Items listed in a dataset
[Start]
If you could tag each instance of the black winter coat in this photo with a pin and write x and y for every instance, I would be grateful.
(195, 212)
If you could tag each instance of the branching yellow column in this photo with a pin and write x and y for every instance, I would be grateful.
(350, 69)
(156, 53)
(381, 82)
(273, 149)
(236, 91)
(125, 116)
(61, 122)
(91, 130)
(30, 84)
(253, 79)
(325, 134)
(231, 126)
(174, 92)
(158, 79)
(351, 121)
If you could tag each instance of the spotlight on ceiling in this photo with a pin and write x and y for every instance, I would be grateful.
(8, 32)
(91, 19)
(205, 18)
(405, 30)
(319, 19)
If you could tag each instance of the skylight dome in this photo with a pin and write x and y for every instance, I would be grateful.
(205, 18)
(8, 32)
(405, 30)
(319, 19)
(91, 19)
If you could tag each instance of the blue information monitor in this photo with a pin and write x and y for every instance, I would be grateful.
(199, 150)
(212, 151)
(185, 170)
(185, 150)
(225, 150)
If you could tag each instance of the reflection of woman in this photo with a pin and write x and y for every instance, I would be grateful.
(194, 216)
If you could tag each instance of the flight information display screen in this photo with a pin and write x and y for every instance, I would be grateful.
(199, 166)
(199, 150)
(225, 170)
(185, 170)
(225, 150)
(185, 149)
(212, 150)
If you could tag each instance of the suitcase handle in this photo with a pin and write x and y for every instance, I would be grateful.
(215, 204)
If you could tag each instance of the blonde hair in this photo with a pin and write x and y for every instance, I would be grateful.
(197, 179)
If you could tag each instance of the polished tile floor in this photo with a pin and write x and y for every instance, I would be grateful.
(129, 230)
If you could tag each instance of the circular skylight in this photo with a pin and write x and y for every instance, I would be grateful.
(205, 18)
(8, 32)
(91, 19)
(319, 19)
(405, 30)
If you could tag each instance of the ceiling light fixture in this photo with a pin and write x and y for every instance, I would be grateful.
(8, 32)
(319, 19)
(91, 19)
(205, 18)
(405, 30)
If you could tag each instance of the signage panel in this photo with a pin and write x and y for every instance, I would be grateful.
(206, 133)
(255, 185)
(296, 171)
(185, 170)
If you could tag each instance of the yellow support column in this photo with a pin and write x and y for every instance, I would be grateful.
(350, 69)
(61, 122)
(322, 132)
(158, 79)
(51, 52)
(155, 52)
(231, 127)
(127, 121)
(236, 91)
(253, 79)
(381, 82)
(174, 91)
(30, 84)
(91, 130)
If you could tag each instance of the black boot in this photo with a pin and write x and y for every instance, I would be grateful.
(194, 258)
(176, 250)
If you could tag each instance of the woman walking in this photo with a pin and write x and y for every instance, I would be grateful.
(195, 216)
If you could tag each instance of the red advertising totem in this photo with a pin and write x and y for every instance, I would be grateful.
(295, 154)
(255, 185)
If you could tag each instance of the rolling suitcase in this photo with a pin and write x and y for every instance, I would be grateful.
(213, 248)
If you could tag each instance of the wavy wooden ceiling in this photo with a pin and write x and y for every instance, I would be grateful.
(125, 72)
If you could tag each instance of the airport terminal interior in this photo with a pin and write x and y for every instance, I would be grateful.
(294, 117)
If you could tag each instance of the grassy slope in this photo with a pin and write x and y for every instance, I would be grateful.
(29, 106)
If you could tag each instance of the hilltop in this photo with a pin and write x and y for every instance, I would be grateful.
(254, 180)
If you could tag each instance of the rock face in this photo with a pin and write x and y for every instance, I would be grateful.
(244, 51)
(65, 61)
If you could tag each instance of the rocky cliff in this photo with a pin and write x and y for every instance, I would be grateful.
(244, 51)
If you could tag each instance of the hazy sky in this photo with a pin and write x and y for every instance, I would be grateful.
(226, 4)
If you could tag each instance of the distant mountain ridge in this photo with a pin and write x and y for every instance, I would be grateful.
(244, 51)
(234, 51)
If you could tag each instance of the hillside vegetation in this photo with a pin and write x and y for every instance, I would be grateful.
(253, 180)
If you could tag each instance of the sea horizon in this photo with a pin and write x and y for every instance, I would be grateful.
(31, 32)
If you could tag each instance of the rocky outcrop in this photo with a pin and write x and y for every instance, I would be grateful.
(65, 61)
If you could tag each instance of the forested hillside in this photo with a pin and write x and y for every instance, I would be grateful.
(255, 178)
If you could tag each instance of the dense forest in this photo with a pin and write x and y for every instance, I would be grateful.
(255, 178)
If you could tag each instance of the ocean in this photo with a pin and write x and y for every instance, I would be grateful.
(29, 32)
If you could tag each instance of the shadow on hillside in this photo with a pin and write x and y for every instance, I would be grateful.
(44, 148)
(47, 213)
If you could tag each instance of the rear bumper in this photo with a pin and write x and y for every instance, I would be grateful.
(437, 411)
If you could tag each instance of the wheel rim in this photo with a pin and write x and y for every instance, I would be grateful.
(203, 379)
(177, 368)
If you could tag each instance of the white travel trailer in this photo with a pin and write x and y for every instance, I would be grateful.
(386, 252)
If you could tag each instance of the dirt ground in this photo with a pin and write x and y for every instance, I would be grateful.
[End]
:: Prompt ::
Beginning with the line that contains "If you could tag each instance of the hillside", repeat every line through the end of the records and nothing more.

:: Answer to the task ::
If you could tag each instance of the hillside vegetation in this photo with a pin and write x and y for every instance, I would be grateful.
(253, 180)
If you could tag each instance of the sea horizon in this photo with a pin and write x and y for every instance, I would be grateful.
(31, 32)
If you could tag each instance of the rocky outcrop in this photo with a pin and write x and y for every instance, I would be grateful.
(65, 61)
If you could tag each instance of the forested hillside in this photo with a pin and write x and y for every instance, I would be grateful.
(255, 178)
If you could tag each instance of the dense forest in this photo with a pin and write x and y for every instance, I would be grateful.
(255, 178)
If you could tag each instance of the ocean in this photo with a pin and write x and y for every instance, I would be grateful.
(29, 32)
If you could tag each instance of the shadow on hillside in this photo with a pin and write x and y for every instance, I would be grateful.
(44, 148)
(47, 213)
If you could tag each instance of the rear bumper in this photo with a pin and write x and y for every instance, I would be grateful.
(437, 411)
If you could tag each instance of the wheel rim in this photo with a pin and write x and y for every instance, I would be grateful.
(203, 379)
(177, 368)
If you could tag each instance of the white travel trailer in this photo with a pin and write x and y for every instance, I would be grateful.
(386, 252)
If you could tag each instance of the dirt ground in this photo with a pin and write x and y for every instance, I would be grateful.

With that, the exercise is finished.